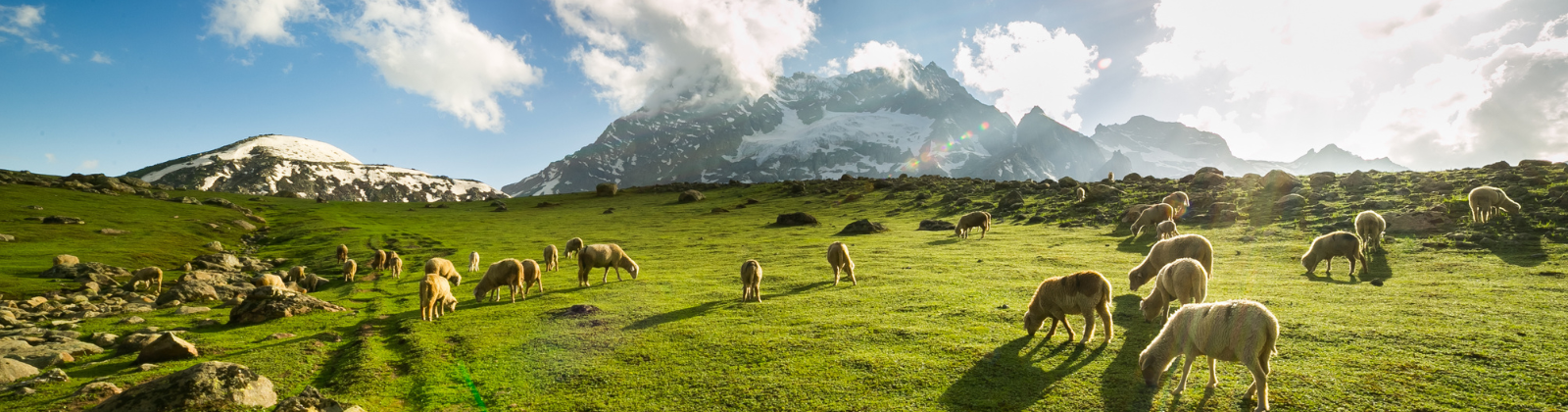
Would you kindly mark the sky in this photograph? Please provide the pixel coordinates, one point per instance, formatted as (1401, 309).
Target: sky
(498, 90)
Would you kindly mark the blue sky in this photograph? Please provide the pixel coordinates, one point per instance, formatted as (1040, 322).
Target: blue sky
(109, 86)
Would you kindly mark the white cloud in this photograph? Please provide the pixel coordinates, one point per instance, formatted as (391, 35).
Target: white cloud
(431, 49)
(1507, 106)
(1031, 67)
(656, 52)
(243, 21)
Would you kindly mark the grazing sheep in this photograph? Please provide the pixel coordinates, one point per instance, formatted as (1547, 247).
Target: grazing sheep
(1330, 245)
(1168, 250)
(1371, 226)
(839, 258)
(972, 221)
(750, 281)
(444, 269)
(1084, 292)
(149, 276)
(1487, 200)
(1233, 331)
(551, 258)
(349, 269)
(1167, 230)
(1152, 216)
(1181, 281)
(435, 296)
(608, 257)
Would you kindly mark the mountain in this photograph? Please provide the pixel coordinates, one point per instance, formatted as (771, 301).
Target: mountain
(282, 164)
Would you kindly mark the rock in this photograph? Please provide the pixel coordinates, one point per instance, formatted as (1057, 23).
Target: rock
(209, 386)
(167, 348)
(269, 302)
(937, 226)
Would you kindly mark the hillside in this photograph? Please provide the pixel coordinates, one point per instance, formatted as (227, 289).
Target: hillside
(1454, 317)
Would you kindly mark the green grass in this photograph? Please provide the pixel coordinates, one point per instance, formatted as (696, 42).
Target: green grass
(1450, 329)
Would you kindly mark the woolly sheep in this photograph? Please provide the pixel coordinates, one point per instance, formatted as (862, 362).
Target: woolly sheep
(1330, 245)
(435, 296)
(1084, 292)
(839, 258)
(1487, 200)
(1168, 250)
(750, 281)
(608, 257)
(1181, 281)
(972, 221)
(1152, 216)
(1233, 331)
(1371, 226)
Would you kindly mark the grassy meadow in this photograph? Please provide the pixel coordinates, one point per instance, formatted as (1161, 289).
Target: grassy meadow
(933, 325)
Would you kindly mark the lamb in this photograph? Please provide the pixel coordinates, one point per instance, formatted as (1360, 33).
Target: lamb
(1167, 230)
(444, 269)
(1371, 226)
(1487, 200)
(1152, 216)
(750, 281)
(608, 257)
(1181, 281)
(1084, 292)
(1330, 245)
(839, 258)
(435, 294)
(551, 260)
(149, 276)
(1168, 250)
(1233, 331)
(972, 221)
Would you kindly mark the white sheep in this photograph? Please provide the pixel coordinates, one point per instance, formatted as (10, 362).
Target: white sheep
(1181, 281)
(1487, 200)
(1330, 245)
(1233, 331)
(1168, 250)
(1084, 292)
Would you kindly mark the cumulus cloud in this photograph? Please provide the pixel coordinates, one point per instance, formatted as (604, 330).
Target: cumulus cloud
(1507, 106)
(655, 54)
(1029, 65)
(431, 49)
(243, 21)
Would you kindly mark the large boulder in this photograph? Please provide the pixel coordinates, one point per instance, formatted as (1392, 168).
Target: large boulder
(209, 386)
(267, 302)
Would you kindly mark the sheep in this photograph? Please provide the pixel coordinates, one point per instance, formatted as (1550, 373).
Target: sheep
(972, 221)
(551, 258)
(1371, 226)
(1233, 331)
(67, 260)
(1487, 200)
(151, 276)
(349, 269)
(1084, 292)
(1330, 245)
(1168, 250)
(1152, 216)
(750, 281)
(435, 294)
(608, 257)
(1167, 230)
(839, 258)
(1178, 201)
(1181, 281)
(444, 269)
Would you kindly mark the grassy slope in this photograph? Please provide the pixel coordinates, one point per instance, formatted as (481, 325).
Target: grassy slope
(1450, 329)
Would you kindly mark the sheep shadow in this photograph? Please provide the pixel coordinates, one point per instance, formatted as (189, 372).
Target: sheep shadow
(1008, 378)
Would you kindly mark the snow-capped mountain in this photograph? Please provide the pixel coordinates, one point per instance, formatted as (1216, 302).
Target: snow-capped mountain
(282, 164)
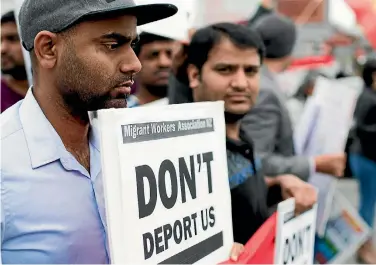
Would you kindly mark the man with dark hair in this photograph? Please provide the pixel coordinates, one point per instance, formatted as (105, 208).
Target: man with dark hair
(52, 200)
(223, 64)
(268, 123)
(14, 82)
(155, 53)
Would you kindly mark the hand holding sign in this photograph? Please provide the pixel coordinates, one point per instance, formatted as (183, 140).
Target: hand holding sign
(331, 164)
(305, 194)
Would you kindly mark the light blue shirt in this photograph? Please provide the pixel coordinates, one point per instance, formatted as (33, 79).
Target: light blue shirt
(52, 209)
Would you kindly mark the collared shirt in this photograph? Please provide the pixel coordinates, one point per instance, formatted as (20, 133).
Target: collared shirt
(52, 208)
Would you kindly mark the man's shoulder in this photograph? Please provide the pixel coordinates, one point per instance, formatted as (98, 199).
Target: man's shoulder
(10, 122)
(14, 151)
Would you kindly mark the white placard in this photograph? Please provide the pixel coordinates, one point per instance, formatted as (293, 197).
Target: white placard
(175, 27)
(323, 129)
(344, 234)
(166, 185)
(295, 234)
(214, 11)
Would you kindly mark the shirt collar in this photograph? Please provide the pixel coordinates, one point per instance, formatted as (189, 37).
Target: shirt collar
(44, 144)
(132, 101)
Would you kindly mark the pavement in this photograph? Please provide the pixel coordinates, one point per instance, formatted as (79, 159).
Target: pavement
(349, 187)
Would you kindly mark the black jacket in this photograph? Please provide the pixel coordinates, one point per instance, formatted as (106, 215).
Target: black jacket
(365, 127)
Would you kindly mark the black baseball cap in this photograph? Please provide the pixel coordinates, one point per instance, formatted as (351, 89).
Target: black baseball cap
(59, 15)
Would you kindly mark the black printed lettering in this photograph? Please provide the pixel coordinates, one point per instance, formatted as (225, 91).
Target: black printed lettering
(178, 232)
(187, 227)
(145, 173)
(148, 242)
(168, 166)
(158, 240)
(208, 158)
(194, 217)
(167, 234)
(297, 245)
(211, 216)
(189, 177)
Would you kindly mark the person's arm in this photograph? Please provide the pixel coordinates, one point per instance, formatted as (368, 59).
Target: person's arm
(305, 194)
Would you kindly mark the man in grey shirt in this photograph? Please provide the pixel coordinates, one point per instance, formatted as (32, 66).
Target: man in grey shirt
(268, 123)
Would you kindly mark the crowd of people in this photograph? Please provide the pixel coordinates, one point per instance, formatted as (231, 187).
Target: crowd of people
(51, 189)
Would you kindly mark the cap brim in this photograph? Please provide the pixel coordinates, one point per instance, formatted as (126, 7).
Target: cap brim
(144, 13)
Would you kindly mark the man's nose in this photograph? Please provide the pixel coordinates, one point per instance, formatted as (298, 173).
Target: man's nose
(4, 47)
(130, 63)
(240, 81)
(164, 61)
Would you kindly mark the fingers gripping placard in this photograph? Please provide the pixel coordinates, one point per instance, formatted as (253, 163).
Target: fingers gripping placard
(175, 196)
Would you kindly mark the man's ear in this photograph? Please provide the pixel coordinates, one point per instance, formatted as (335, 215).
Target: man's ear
(45, 49)
(193, 76)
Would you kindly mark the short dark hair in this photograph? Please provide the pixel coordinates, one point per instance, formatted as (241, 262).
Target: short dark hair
(204, 40)
(368, 71)
(146, 38)
(8, 17)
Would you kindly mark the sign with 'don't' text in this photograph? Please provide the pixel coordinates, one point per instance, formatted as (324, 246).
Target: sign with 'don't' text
(166, 185)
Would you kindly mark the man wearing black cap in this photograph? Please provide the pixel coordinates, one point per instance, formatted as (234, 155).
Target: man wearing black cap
(155, 53)
(52, 205)
(268, 123)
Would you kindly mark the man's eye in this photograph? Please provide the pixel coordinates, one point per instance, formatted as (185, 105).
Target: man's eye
(224, 70)
(112, 46)
(134, 44)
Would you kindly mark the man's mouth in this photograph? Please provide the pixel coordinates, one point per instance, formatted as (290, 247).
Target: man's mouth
(122, 90)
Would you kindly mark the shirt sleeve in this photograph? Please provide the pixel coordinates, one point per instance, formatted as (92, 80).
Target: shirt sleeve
(312, 166)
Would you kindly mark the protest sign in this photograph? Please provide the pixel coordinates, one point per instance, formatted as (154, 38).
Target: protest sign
(323, 129)
(165, 183)
(213, 11)
(175, 27)
(344, 234)
(260, 248)
(295, 234)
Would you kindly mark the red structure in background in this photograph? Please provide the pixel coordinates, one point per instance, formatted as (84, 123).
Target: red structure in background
(260, 248)
(365, 12)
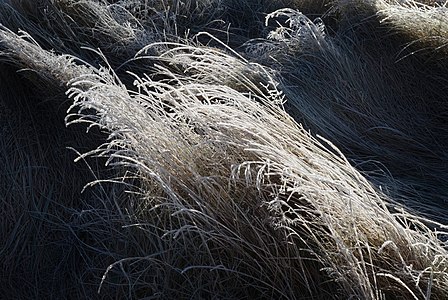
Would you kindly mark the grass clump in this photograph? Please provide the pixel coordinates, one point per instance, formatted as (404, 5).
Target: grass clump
(283, 160)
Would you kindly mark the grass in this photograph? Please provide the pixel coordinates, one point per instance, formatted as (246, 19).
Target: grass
(274, 157)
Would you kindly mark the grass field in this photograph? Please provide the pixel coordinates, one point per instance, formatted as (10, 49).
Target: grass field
(223, 149)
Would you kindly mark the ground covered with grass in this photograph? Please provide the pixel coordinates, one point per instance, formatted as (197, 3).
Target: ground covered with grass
(223, 149)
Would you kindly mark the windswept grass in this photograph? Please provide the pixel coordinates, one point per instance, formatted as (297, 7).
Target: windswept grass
(288, 160)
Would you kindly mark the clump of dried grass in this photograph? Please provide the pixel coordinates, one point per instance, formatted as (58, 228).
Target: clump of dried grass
(228, 196)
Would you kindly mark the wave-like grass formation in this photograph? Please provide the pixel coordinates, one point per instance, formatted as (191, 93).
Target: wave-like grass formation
(223, 149)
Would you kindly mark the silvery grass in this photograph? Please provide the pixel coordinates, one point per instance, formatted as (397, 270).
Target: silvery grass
(232, 198)
(232, 171)
(385, 117)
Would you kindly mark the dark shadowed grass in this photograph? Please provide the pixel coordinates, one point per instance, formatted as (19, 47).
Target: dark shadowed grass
(208, 178)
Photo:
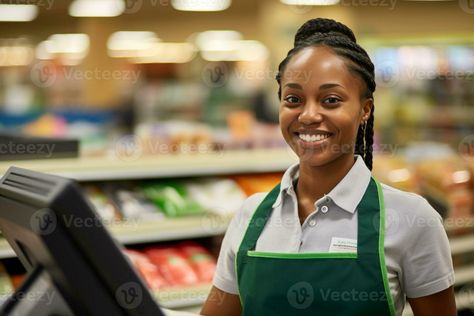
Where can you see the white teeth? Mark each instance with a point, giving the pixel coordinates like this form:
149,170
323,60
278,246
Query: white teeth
313,138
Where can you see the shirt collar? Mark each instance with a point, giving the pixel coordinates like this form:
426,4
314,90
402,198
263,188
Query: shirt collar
346,194
286,185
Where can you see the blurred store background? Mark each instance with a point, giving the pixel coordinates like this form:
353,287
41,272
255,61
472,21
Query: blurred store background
173,104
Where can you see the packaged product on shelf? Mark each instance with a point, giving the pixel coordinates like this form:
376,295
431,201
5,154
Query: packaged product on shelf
174,137
147,269
394,171
132,203
446,183
102,204
200,259
218,195
254,183
172,265
172,197
6,286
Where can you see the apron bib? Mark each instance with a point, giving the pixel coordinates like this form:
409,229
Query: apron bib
335,284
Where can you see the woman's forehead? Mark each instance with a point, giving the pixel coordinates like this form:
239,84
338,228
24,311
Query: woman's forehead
317,64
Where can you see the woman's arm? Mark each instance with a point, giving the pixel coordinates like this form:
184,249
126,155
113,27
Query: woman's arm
221,303
441,303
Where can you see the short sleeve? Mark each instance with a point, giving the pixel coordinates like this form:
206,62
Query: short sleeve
427,264
225,277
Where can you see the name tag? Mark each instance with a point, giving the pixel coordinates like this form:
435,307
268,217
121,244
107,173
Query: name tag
339,244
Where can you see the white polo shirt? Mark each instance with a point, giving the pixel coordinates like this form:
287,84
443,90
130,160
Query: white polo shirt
417,252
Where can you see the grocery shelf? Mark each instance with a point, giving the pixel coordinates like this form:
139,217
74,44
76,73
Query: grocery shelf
464,275
461,244
183,297
115,167
135,232
463,301
5,250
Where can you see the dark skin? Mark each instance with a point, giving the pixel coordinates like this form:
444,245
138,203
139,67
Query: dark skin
320,96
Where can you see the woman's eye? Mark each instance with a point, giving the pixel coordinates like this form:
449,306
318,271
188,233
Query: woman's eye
332,100
292,99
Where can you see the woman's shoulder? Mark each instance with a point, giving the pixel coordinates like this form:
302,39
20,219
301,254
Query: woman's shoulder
248,207
410,205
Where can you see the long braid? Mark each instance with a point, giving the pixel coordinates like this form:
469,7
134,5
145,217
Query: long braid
341,39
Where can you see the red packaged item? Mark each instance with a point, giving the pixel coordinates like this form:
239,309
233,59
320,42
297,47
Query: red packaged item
147,269
200,260
172,265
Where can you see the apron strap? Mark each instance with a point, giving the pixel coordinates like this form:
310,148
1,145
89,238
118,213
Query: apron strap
259,219
370,223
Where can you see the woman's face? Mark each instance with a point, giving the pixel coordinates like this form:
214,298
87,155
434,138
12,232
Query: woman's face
321,106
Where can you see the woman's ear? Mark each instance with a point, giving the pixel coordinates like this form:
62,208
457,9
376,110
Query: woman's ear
367,106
______
▸ Assignment:
The answer is the lines above, word for word, from the first one through the one containing "Would you kindly mark the woolly"; it includes no pictures.

▸ Answer:
Would you kindly mark the sky in this photograph? Please provide the pixel coordinates, one point per instance, formatted as (1401, 309).
Target: sky
(498, 90)
Would you kindly mark the blue sky in this photograph? Please provide the pixel coordinates, one point per instance, formatted as (1040, 322).
Target: blue sky
(109, 86)
Would you kindly mark the white cloud in this photograph? Please provide the pixel coordinates, one point per instance, formatted as (391, 35).
Target: white cloud
(431, 49)
(1507, 106)
(1031, 67)
(656, 52)
(243, 21)
Would you kindly mark the grazing sheep in this photograph? Please provide the pixel coordinates, one point per instance, formatted as (1547, 247).
Target: grazing sheep
(1330, 245)
(1168, 250)
(1371, 226)
(839, 258)
(972, 221)
(750, 281)
(444, 269)
(1084, 292)
(149, 276)
(1487, 200)
(1233, 331)
(551, 258)
(349, 269)
(1167, 230)
(1152, 216)
(1181, 281)
(435, 296)
(608, 257)
Would you kindly mark the mountain in this photograph? Please provide the pixel coordinates, one point per instance, formatted as (771, 301).
Target: mountain
(282, 164)
Would you kindly mark the rock in this photograph? Please provide the pixel coordinates, one point per instance, formatted as (1057, 23).
Target: rock
(209, 386)
(167, 348)
(269, 302)
(937, 226)
Would you kindly mark the hillside in this photograph? Please provide the pixel coordinates, one point per instance, formatted as (227, 289).
Target: hillside
(1454, 317)
Would you kindly mark the green grass in this photograph? Please provide the pixel coordinates, one point per instance, formatted as (696, 42).
Target: green grass
(1450, 329)
Would you kindly mark the woolly sheep in this photograph? Please provide the pixel coordinates, one point per instance, formatted as (862, 362).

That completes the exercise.